EXERCISE DIRECTIONS: Continue the commentary on how Americans reacted to the Afghanistan war and to domestic spying, starting after its last sentence.

Start of TEXT BLOCK

From Working for Change
Dated Monday May 15



Now America reacts
Iraq didn't get us riled up -- but domestic spying did
By Geov Parrish

In October of 2001, the United Nations warned that due to a brutal combination of poverty, drought, dislocation, and long years of warfare, up to seven and a half million people were at risk of dying from starvation during Afghanistan’s coming months -- at precisely the time that the United States launched a post-9-11 war to displace the ruling Taliban. As the snows of late November approached, and with them a guaranteed death sentence for millions living in areas made impassable to aid trucks by winter snows, Washington refused to halt its bombing runs and Northern Alliance proxy war long enough for aid to resume. It was only through the serendipitous decision of the Taliban to withdraw to the mountains before winter’s onset that mass famine -- in effect, a genocidal invasion -- was averted.

Virtually nobody in America noticed the narrowly avoided holocaust.

End of TEXT BLOCK
Start of MATERIAL SHOWN

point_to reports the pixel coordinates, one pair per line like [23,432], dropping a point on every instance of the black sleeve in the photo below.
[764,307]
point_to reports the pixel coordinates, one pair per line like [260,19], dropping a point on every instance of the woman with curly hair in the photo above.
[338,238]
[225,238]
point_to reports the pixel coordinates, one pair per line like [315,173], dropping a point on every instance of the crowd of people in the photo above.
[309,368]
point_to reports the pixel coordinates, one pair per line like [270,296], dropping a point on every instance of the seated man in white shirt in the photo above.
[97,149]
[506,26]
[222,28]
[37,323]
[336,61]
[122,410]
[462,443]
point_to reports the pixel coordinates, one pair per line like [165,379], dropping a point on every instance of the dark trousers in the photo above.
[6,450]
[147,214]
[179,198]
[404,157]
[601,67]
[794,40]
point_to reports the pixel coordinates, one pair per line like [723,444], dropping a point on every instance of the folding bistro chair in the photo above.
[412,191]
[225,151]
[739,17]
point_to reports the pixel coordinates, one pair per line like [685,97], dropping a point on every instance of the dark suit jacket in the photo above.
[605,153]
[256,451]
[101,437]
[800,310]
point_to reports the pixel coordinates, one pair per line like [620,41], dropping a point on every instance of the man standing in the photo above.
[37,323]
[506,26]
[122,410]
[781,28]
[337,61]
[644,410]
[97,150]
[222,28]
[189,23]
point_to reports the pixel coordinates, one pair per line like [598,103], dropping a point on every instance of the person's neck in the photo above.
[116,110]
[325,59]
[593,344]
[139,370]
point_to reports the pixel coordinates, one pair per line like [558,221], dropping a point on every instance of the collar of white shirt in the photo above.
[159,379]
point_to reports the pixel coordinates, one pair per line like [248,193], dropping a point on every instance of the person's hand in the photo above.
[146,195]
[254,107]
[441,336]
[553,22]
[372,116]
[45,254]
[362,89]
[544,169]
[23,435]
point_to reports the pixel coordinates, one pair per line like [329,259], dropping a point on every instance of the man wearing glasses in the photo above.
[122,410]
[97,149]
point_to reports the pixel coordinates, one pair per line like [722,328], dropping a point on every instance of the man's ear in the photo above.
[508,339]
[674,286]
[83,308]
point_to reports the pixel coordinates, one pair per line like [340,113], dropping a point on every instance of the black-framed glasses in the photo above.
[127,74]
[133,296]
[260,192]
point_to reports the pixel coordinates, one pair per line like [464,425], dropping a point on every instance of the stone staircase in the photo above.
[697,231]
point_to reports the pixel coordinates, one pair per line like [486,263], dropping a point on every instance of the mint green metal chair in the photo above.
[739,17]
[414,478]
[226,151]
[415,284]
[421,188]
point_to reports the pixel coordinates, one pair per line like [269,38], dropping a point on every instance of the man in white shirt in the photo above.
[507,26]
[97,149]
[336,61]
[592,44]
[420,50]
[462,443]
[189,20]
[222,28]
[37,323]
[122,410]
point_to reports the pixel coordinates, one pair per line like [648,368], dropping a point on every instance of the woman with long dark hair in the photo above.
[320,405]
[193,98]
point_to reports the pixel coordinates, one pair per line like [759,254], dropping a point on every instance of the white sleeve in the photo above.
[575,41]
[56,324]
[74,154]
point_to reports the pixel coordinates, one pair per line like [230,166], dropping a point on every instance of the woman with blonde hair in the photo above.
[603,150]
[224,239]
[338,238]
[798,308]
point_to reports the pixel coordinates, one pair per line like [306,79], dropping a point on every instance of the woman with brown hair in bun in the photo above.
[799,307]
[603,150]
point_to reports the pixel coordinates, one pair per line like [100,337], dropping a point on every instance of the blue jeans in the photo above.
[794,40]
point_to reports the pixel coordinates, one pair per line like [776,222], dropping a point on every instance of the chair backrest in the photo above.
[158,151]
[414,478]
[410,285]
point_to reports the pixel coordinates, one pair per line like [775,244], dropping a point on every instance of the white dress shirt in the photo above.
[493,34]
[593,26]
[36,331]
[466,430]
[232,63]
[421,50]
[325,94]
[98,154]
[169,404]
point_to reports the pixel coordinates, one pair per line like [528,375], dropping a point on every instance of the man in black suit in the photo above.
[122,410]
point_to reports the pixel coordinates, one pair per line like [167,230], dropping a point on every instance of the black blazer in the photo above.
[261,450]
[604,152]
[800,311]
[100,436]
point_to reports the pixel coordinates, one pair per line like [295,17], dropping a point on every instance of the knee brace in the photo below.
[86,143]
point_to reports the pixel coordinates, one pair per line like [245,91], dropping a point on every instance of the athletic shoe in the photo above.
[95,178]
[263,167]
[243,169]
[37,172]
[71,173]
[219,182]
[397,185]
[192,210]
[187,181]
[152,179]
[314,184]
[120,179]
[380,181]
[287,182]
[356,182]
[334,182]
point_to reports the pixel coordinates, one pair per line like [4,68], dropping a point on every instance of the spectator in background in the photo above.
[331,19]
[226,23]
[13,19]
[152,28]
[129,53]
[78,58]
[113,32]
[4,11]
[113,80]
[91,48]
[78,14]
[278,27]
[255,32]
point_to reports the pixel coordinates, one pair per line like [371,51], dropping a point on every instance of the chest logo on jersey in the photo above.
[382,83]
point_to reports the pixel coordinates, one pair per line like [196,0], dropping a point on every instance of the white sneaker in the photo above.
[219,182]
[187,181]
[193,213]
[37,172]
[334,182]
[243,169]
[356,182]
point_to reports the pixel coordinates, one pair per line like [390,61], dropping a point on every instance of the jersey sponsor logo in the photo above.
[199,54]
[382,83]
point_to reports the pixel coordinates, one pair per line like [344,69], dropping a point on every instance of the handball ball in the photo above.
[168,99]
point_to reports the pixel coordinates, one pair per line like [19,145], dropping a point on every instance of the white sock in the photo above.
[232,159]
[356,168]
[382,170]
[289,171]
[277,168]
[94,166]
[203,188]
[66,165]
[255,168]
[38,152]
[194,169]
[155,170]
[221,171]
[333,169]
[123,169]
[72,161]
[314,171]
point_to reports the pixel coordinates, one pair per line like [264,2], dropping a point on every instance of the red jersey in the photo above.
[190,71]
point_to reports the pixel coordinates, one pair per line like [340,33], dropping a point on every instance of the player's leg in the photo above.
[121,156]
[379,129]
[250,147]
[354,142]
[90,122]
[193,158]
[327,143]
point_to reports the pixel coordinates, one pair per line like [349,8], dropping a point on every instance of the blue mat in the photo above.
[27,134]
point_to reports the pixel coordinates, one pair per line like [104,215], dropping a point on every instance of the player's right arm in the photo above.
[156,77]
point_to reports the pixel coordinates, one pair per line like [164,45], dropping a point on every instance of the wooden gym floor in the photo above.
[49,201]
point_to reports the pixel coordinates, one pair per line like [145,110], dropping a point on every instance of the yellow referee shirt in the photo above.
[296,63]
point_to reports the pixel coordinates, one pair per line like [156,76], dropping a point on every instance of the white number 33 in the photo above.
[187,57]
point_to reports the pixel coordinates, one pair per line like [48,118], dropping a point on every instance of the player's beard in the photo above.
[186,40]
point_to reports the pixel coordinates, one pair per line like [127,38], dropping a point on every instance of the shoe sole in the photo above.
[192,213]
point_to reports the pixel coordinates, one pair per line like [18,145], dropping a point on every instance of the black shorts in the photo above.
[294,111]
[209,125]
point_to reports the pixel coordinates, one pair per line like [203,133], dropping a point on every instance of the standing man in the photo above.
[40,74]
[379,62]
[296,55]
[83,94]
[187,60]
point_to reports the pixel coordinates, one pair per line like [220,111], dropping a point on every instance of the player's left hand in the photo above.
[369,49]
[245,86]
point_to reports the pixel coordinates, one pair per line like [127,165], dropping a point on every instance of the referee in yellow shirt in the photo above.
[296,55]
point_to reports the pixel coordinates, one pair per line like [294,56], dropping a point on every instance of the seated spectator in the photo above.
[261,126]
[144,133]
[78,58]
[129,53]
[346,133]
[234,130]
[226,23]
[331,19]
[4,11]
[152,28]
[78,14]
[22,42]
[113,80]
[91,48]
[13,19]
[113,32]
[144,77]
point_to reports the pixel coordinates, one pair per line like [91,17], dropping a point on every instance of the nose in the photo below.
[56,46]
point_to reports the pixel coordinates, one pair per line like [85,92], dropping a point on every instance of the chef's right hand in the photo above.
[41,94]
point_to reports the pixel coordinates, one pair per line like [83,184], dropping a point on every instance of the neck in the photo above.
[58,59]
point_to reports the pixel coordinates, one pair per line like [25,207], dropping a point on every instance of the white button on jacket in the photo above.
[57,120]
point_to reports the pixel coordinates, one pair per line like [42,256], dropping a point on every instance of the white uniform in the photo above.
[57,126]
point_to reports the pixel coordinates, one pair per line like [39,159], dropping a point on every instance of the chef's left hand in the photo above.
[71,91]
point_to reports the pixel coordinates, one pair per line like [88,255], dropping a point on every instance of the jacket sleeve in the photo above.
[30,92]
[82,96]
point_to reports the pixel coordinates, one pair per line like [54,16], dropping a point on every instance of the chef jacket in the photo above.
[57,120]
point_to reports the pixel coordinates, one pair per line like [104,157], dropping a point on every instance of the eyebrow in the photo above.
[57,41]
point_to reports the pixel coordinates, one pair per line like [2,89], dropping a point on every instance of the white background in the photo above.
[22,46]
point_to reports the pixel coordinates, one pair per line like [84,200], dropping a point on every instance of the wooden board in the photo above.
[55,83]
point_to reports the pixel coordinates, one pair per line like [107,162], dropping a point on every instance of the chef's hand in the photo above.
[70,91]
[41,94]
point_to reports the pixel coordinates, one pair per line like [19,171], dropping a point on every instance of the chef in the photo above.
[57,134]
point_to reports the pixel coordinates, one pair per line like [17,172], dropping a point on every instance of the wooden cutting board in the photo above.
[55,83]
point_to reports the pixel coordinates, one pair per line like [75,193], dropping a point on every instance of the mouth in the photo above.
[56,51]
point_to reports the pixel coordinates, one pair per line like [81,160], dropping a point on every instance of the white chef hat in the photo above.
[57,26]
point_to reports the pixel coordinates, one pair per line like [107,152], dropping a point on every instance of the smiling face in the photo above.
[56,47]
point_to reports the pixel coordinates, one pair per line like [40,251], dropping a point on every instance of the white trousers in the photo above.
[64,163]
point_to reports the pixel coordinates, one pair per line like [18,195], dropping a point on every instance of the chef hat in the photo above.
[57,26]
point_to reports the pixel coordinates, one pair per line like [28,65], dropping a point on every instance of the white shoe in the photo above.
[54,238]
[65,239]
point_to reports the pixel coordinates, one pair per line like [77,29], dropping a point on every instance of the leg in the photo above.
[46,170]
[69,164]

End of MATERIAL SHOWN

RESPONSE BELOW:
On October 29, 2004, the British medical journal Lancet published a peer-reviewed article that made a compelling case that to date the U.S. invasion of Iraq had caused some 100,000 deaths over and above the civilian mortality that Iraq would have experienced in peacetime. Given that more time has passed since then than between the original U.S. invasion and the writing of the study, and that the insurgency has only intensified in that time, and that civil war has begun on top of it, and given the additional cumulative effects of war on public health and mortality, that number undoubtedly now exceeds 200,000 Iraqi deaths. The number continues to climb daily.

You can find the details each day, a few of them, in small type, on page A27, under “World: In Other News.”